Description of the task –
An exact copy of the listing below is required.

Task input –
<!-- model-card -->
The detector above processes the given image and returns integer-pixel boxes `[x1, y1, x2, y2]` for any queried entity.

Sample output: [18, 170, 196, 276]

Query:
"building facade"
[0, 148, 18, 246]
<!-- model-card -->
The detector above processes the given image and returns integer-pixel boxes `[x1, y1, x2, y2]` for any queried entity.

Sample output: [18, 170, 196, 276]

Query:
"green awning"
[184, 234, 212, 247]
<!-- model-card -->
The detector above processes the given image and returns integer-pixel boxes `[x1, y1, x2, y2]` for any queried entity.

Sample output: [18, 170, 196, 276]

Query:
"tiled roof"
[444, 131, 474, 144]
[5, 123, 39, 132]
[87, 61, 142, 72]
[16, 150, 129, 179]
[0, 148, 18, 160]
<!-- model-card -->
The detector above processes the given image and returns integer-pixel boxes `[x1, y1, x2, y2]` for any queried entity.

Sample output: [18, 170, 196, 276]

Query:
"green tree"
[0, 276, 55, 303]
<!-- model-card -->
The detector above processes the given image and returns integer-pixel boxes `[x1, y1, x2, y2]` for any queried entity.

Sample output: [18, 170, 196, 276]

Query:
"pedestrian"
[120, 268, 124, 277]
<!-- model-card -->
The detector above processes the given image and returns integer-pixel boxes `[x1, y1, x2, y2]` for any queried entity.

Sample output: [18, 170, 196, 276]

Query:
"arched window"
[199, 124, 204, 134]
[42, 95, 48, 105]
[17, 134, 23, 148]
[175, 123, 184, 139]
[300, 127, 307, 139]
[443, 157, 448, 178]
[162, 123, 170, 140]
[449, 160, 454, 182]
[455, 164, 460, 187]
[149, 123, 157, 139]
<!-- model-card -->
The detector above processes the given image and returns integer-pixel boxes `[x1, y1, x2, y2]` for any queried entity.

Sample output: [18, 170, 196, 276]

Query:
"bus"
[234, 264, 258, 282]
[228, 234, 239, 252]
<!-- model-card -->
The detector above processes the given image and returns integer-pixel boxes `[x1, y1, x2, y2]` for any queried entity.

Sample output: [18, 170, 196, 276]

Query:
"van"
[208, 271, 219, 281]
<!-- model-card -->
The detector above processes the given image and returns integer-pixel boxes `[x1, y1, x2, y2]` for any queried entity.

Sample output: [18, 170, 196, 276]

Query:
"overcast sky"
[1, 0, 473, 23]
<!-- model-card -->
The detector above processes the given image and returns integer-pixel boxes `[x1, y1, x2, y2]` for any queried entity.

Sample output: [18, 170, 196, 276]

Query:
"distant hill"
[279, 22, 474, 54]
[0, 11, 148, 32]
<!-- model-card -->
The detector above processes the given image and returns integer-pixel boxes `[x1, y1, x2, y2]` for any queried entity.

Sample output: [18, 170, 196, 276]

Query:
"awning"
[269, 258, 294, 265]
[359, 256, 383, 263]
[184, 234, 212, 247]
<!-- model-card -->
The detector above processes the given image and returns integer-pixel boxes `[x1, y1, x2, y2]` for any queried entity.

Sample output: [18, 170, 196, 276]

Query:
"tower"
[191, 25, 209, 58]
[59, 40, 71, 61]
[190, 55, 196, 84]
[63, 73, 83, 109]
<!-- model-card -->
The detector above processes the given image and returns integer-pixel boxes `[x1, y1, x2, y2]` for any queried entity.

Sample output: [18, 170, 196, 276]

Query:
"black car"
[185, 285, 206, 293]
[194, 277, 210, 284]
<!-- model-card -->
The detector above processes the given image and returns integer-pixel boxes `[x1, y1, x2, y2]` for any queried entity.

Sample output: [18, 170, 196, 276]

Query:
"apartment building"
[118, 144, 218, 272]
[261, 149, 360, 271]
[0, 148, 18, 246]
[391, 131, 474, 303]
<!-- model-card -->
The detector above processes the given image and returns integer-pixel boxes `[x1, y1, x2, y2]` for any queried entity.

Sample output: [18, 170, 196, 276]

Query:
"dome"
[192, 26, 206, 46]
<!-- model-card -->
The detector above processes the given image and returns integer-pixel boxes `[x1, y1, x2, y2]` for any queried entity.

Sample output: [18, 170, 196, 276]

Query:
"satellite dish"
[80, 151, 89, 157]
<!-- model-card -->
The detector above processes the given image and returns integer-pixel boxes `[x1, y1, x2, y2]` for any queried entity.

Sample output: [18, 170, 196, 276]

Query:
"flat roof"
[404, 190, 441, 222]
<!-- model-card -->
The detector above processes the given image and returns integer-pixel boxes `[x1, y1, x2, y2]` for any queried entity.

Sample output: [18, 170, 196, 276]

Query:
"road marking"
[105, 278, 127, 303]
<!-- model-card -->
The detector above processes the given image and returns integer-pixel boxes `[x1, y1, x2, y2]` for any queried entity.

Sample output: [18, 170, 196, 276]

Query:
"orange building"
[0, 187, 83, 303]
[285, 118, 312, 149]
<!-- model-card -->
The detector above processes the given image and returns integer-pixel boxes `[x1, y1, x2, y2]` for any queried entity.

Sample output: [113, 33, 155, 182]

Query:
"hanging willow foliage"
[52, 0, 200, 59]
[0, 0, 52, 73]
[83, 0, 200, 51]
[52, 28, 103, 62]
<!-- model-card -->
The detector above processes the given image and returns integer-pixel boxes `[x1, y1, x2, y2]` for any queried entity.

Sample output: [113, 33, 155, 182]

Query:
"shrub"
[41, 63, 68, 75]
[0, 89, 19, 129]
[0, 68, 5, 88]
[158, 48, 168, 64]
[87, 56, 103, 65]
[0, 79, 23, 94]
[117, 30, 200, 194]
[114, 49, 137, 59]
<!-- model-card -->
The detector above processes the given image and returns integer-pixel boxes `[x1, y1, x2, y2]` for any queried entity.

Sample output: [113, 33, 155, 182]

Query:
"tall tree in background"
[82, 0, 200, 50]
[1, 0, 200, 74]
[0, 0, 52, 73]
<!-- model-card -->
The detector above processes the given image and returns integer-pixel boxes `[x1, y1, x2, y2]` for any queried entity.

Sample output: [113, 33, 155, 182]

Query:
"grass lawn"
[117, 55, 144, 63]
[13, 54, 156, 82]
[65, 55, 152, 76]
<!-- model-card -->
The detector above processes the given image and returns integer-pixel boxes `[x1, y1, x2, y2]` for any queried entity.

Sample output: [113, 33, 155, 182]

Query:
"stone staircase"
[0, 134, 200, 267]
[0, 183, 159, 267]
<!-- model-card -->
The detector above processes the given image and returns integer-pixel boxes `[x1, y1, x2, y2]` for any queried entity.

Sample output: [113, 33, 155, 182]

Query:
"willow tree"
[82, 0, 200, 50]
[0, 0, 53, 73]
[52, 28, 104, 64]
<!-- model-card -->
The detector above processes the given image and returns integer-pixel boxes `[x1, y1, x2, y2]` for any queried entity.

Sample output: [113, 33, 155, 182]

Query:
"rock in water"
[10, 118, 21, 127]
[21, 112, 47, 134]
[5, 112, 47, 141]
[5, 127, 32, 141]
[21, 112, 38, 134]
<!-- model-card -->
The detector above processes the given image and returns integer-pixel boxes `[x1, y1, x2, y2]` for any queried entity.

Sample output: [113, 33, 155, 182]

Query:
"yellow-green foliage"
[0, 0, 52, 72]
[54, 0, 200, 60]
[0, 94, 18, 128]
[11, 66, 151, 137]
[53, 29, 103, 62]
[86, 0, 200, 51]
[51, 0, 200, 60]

Result of the exercise –
<!-- model-card -->
The detector above processes the given image and returns integer-pixel boxes `[x1, y1, x2, y2]` for any queried entity.

Sample output: [18, 170, 196, 276]

Query:
"building facade"
[0, 148, 18, 246]
<!-- model-card -->
The detector above processes the given image and returns integer-pixel boxes `[x1, y1, x2, y2]` for any queried entity.

Sample output: [18, 170, 196, 276]

Query:
"green awning"
[184, 234, 212, 247]
<!-- model-card -->
The detector above processes the given image and returns integer-pixel boxes `[x1, y1, x2, y2]` for any queried entity.

Sample output: [18, 170, 196, 276]

Query:
"tiled roof"
[444, 131, 474, 144]
[5, 123, 39, 132]
[87, 61, 142, 72]
[16, 150, 129, 179]
[0, 148, 18, 160]
<!-- model-card -->
The detector above processes the given image and returns integer-pixel boxes `[x1, y1, x2, y2]` for any queried entity.

Sample output: [18, 170, 196, 276]

Query:
"green tree"
[0, 276, 55, 303]
<!-- model-card -->
The detector above processes the given image and returns integer-pixel boxes `[x1, y1, x2, y2]` for any queried entity.

Sample output: [18, 170, 196, 276]

Query:
"pedestrian"
[120, 268, 124, 277]
<!-- model-card -->
The detector above processes the given image and returns integer-pixel boxes `[x1, y1, x2, y2]` for any queried entity.

Sample output: [18, 170, 196, 276]

Query:
"arched window"
[199, 124, 204, 134]
[42, 95, 48, 105]
[17, 134, 23, 148]
[175, 123, 184, 139]
[300, 127, 307, 139]
[443, 157, 448, 178]
[162, 123, 170, 140]
[449, 160, 454, 182]
[455, 164, 460, 187]
[149, 123, 157, 139]
<!-- model-card -->
The detector above processes the given image and returns integer-pixel boxes `[x1, y1, x2, y2]` for any queried entity.

Sample output: [18, 170, 196, 276]

Query:
"bus"
[234, 264, 258, 282]
[228, 234, 239, 252]
<!-- model-card -->
The detector above processes the given image and returns integer-pixel boxes `[x1, y1, x2, y2]` for any queried entity.

Sample output: [18, 170, 196, 276]

Query:
"van"
[208, 271, 219, 281]
<!-- model-card -->
The detector above processes the given image and returns integer-pixel boxes `[x1, y1, x2, y2]` for any queried entity.

Sample output: [18, 170, 196, 276]

Query:
"overcast sky"
[1, 0, 473, 23]
<!-- model-card -->
The detector above processes the given image and returns integer-pixel boxes `[x1, y1, x2, y2]` for any queried entity.

Sample output: [18, 170, 196, 276]

Query:
"distant hill"
[279, 22, 474, 54]
[0, 11, 148, 32]
<!-- model-card -->
The detector above processes the given image and returns integer-pixel boxes `[x1, y1, x2, y2]` for any queried entity.

Sample output: [18, 170, 196, 276]

Query:
"awning"
[269, 258, 294, 265]
[359, 256, 383, 263]
[184, 234, 212, 247]
<!-- model-card -->
The detector above processes the given image and returns integer-pixel boxes `[x1, y1, x2, y2]` for any queried entity.

Sample output: [18, 170, 196, 276]

Query:
"tower"
[191, 25, 209, 58]
[59, 40, 71, 61]
[190, 55, 196, 84]
[63, 73, 83, 109]
<!-- model-card -->
The detector above processes the given image and returns integer-pixel boxes `[x1, y1, x2, y2]` for any queried entity.

Sample output: [18, 170, 196, 276]

Query:
"black car"
[185, 285, 206, 293]
[194, 277, 210, 284]
<!-- model-card -->
The detector above processes the given image and returns integer-pixel boxes `[x1, y1, x2, y2]` for any queried entity.

Sample output: [18, 170, 196, 276]

Query:
"apartment building"
[118, 144, 218, 272]
[261, 149, 360, 271]
[0, 148, 18, 246]
[391, 131, 474, 303]
<!-- model-card -->
The detector above processes the given image and returns integer-pixel boxes `[x1, y1, x2, y2]` for any queried entity.

Sample output: [18, 170, 196, 276]

Query:
"dome"
[192, 26, 206, 46]
<!-- model-card -->
The detector above processes the given image and returns integer-pixel boxes `[x1, y1, x2, y2]` for any queried entity.

Sample output: [18, 170, 196, 276]

Query:
"satellite dish"
[80, 151, 89, 157]
<!-- model-card -->
The detector above processes the given image and returns integer-pixel boxes `[x1, y1, x2, y2]` for any queried entity.

Sample output: [18, 170, 196, 276]

Query:
"flat roof"
[404, 190, 441, 222]
<!-- model-card -->
The detector above processes the given image and returns integer-pixel boxes `[x1, y1, x2, y2]` for any queried entity.

Sample output: [18, 170, 196, 276]

Query:
"road marking"
[105, 278, 127, 303]
<!-- model-card -->
The detector above processes the given image and returns integer-pixel boxes `[x1, y1, x2, y2]` for any queried entity.

Sample output: [18, 170, 196, 276]

Query:
"orange building"
[0, 187, 83, 303]
[285, 118, 312, 149]
<!-- model-card -->
The detector above processes the given image and returns integer-pixel boxes `[x1, y1, x2, y2]` for any queried entity.

Sample output: [113, 33, 155, 182]

Query:
"hanging willow foliage"
[52, 0, 200, 59]
[0, 0, 52, 73]
[83, 0, 200, 51]
[52, 28, 103, 62]
<!-- model-card -->
The detector above processes the given image and returns integer-pixel boxes `[x1, y1, x2, y2]` for any queried entity.

Sample output: [113, 33, 155, 182]

Query:
"shrub"
[41, 63, 68, 75]
[0, 89, 19, 129]
[0, 68, 5, 88]
[158, 48, 168, 64]
[87, 56, 103, 65]
[0, 79, 23, 94]
[117, 30, 200, 194]
[114, 49, 137, 59]
<!-- model-card -->
The detector above processes the given image and returns integer-pixel boxes `[x1, y1, x2, y2]` for any queried entity.

Sample output: [113, 33, 155, 182]

Query:
"tall tree in background"
[82, 0, 200, 50]
[1, 0, 200, 74]
[0, 0, 52, 73]
<!-- model-card -->
The detector above processes the given image and returns integer-pixel boxes `[x1, y1, x2, y2]` for any queried entity.

Sample output: [113, 33, 155, 182]

Query:
"grass lawn"
[117, 55, 144, 63]
[13, 54, 156, 82]
[65, 55, 152, 76]
<!-- model-card -->
The detector above processes the given image and returns integer-pixel boxes `[x1, y1, x2, y2]` for any queried entity.

Sample output: [113, 33, 155, 182]

Query:
"stone staircase"
[0, 134, 200, 267]
[0, 183, 159, 267]
<!-- model-card -->
The detector above processes the given image and returns integer-pixel boxes `[x1, y1, x2, y2]` for any queried entity.

Sample output: [113, 33, 155, 182]

Query:
"willow tree"
[82, 0, 200, 50]
[0, 0, 53, 73]
[52, 28, 104, 64]
<!-- model-card -->
The detector above processes the given image and returns integer-pixel boxes `[x1, y1, x2, y2]` for any queried entity.

Sample output: [113, 33, 155, 182]

Query:
"rock in water"
[10, 118, 21, 127]
[21, 112, 47, 134]
[5, 112, 47, 141]
[5, 127, 32, 141]
[21, 112, 38, 134]
<!-- model-card -->
The detector above processes the given image and returns integer-pixel boxes `[x1, y1, x2, y2]` for any queried entity.

Sample output: [113, 33, 155, 182]

Query:
"yellow-green foliage"
[0, 0, 52, 72]
[54, 0, 200, 60]
[0, 94, 18, 128]
[11, 66, 151, 137]
[53, 29, 103, 62]
[86, 0, 200, 51]
[51, 0, 200, 60]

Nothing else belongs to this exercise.